• **EXERCISE DIRECTIONS**
Can you write out the material below again with each "jacket" replaced by "coat" and everything else left as it is? Omit the pictures.

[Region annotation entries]
* begin *
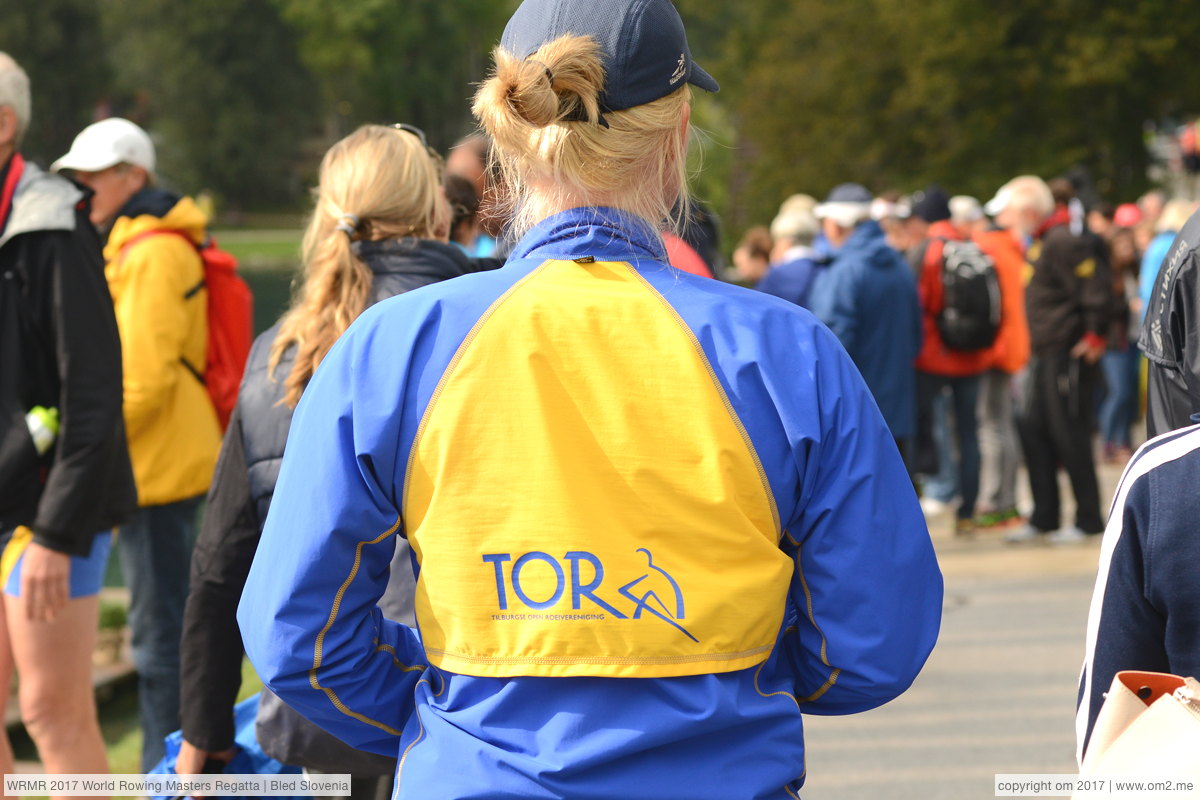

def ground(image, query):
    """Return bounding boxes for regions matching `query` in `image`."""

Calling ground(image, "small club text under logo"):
[484,547,700,642]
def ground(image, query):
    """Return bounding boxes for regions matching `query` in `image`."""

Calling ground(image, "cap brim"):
[812,200,871,228]
[688,61,721,92]
[50,151,121,173]
[983,191,1009,217]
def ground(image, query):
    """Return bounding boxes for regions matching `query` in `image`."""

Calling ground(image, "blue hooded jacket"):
[809,221,922,439]
[238,209,942,800]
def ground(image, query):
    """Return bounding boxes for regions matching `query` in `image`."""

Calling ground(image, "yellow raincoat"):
[104,198,221,506]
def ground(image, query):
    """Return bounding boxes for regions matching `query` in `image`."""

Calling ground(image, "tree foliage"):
[7,0,1200,230]
[274,0,517,149]
[0,0,112,164]
[100,0,313,207]
[680,0,1200,235]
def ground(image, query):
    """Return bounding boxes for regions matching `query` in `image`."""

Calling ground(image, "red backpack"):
[121,230,254,432]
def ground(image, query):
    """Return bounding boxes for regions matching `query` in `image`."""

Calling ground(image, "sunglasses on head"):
[390,122,430,148]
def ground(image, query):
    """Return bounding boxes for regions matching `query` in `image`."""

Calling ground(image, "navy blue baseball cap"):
[500,0,720,112]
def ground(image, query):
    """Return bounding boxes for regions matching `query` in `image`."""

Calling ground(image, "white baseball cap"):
[50,116,155,174]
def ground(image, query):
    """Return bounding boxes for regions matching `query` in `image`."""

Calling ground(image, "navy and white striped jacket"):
[1075,425,1200,762]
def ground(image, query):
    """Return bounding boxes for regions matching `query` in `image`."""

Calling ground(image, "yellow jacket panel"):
[104,198,221,506]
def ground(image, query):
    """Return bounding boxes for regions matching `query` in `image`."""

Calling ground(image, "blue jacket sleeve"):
[784,330,943,715]
[809,263,859,357]
[238,312,427,756]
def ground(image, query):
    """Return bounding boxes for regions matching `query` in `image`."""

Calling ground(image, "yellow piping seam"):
[308,516,401,736]
[618,261,782,542]
[396,678,433,792]
[800,668,841,703]
[796,545,841,703]
[425,644,774,666]
[401,260,554,515]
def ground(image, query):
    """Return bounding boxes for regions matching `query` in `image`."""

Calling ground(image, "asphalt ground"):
[800,453,1121,800]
* end *
• **COMPLETED EXERCISE**
def ground(image, query):
    """Return bounding boxes for regions matching `query` in `image`."""

Calling ground(image, "small club text under logo"):
[484,547,700,642]
def ground(image, query):
    """Return bounding boxes for regions matching `query` in `image`."""

Calling ground(image, "cap brim"):
[812,200,871,228]
[688,61,721,92]
[50,151,121,173]
[983,191,1009,217]
def ground(image, query):
    """Return bounding boxes for regions matching `query` in `image`."""

Calling ground(image, "blue hooded coat"):
[809,221,922,439]
[238,209,942,800]
def ground(image, query):
    """Return bounding boxes for regions matching `query` in `image`."""

Calling ground(image, "yellow raincoat"):
[104,198,221,506]
def ground(image, query):
    """Return bounding boxes for regions matching `query` in `image`."""

Calling ground(image, "tree foliage"):
[7,0,1200,230]
[274,0,517,149]
[0,0,112,164]
[100,0,313,207]
[680,0,1200,235]
def ground(image, query):
    """Return bounding boxes for regions matching `query` in `image`."""

Calling ground(image, "red backpack"):
[121,230,254,432]
def ground(image, query):
    """Return bounding boxes for regions matching `query` in `image`."""

Calling ground(image, "sunglasses on head"):
[390,122,430,148]
def ground(image, query):
    """Return bounding boxes for regions matching `query` in `image`."""

Calling ground(image, "navy blue baseball cap"):
[500,0,720,112]
def ground(image, query):
    """Return bounding boxes for regions matching `query` in `image`."""

Calling ground(image, "white baseball cap"):
[50,116,155,174]
def ground(image, query):
    """Return bounding boxes for regions matching `query` in `image`."""

Calling ground(image, "navy and white striped coat"):
[1075,425,1200,762]
def ground(image, query):
    """Return bounding boxes for regions matching `query` in `image`."""

Calling ground(image, "yellow coat panel"):
[104,198,221,506]
def ground(image, query):
    """Return bounding boxes for regions matching `query` in `image`."""

Calling ground(image, "blue coat sleeve"):
[784,330,943,715]
[809,263,859,357]
[238,312,427,756]
def ground(image, query):
    """Return bounding boxes for regions matching `query` in `image`."""

Calling ground(image, "yellow piping seam"):
[308,516,401,736]
[618,261,782,542]
[396,678,433,792]
[800,668,841,703]
[796,545,841,703]
[425,644,774,666]
[401,260,554,515]
def ground(image, query):
    """Return bounding boxes for regions matching `query` in `image`."""

Calling ground(image, "asphalt ground"):
[800,453,1121,800]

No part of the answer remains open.